• [Goal] Please rewrite the rows starting at the beginning and ending at the line that contains "left=302, top=85, right=342, bottom=149", keeping every line, the detect calls included. Shift each bounding-box coordinate in the results up by 130 and leave the rest of the text unchanged.

========

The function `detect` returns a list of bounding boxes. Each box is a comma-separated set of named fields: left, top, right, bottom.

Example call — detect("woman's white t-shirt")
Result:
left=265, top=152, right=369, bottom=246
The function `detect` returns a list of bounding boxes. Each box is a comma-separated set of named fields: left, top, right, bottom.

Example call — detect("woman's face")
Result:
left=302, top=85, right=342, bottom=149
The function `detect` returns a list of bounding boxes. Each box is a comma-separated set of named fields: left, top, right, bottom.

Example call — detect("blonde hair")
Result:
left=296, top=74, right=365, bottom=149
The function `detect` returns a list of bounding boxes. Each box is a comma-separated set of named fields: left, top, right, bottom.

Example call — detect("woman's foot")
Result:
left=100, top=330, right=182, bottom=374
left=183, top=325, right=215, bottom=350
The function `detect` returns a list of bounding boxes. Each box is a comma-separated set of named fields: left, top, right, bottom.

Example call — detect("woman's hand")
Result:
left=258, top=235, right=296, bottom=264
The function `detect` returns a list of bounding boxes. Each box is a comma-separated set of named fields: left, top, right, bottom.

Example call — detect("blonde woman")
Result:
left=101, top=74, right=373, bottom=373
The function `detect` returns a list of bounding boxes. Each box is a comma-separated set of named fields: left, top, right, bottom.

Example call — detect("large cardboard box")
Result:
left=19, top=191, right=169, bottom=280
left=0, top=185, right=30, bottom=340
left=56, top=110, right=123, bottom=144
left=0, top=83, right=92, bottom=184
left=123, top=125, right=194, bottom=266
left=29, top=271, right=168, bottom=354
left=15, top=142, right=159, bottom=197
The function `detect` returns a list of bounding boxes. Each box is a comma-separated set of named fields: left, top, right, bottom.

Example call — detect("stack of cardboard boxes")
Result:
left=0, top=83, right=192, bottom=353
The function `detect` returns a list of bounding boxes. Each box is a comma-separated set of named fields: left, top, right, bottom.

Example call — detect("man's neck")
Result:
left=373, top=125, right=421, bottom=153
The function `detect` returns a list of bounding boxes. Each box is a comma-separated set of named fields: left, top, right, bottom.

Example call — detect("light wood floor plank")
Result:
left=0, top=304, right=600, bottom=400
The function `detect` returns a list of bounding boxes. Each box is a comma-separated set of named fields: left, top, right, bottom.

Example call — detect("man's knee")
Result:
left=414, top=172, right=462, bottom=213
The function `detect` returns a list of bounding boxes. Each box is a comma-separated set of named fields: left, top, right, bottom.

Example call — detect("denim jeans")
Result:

========

• [Written reply]
The function `detect` returns a list of bounding boxes. Each box is a comma-separated set of named fields: left, top, right, bottom.

Example call — detect("woman's white t-shirt")
Result:
left=395, top=282, right=499, bottom=376
The function `detect` returns a list of bounding boxes. Each box is a comma-separated set of named fields: left, top, right, bottom.

Example call — detect("woman's face")
Result:
left=432, top=215, right=472, bottom=279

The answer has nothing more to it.